◆ Directions for this task ◆
Locate the line with "of the window" in the material. Copy that line and each one after it, through the last, exactly and with nothing else.

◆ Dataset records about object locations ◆
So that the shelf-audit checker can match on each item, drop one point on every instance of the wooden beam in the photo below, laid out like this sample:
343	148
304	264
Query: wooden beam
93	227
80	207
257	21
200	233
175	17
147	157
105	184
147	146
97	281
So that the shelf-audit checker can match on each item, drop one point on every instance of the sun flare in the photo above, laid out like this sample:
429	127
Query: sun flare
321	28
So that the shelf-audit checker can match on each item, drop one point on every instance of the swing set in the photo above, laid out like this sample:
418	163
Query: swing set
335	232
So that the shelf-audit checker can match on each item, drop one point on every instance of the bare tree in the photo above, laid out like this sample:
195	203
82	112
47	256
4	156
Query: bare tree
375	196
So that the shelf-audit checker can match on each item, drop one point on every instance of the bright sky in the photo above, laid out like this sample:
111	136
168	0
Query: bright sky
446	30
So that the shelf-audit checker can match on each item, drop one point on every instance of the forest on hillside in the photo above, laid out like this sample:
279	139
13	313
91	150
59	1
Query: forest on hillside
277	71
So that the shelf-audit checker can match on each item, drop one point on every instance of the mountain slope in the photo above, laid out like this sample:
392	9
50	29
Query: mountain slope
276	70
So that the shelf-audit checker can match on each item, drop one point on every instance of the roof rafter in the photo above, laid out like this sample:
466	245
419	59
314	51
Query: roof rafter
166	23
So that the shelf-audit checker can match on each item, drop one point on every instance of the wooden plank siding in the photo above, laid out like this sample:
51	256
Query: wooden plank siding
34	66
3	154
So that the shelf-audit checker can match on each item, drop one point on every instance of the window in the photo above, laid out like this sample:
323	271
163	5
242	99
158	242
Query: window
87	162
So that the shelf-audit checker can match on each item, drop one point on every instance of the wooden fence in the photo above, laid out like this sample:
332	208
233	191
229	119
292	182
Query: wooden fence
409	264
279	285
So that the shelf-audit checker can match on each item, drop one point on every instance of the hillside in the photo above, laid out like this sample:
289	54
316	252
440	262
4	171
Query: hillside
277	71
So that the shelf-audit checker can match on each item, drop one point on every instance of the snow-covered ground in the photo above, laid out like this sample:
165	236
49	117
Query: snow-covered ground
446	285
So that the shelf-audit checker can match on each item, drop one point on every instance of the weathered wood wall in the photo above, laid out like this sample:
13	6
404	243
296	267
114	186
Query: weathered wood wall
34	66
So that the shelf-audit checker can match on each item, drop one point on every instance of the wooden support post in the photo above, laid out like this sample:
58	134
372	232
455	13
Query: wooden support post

◆ Solution for this exercise ◆
So that the shelf-audit checker can match on each item, drop one point on every instance of the window in the photo above, laid out like this sample:
323	271
163	5
242	99
158	242
Query: window
87	162
So that the shelf-audit checker can match on each item, drop one point on every instance of the wooden fence in the photo above, laid out like this sample:
332	208
233	191
229	119
292	182
Query: wooden fence
409	264
279	285
So that the shelf-audit checker can match on each item, drop one point on every instance of the hillside in the photo above, laid out like this sample:
289	54
316	252
440	262
4	171
Query: hillside
277	71
So that the shelf-audit checker can match on each item, drop one point on every instance of the snow-covered ground in the photo above, laid out like this sample:
165	236
49	117
Query: snow-covered ground
446	285
So that the shelf-audit checker can match on each item, drop one point on every instance of the weathered wood wall in the photo above, laid out like this sample:
13	6
404	243
296	267
114	186
Query: weathered wood wall
34	66
So that the shelf-audit checker can match on each item, drop one point on every instance of the wooden support post in the photo above, laid out like this sample:
58	134
372	232
455	13
Query: wooden support post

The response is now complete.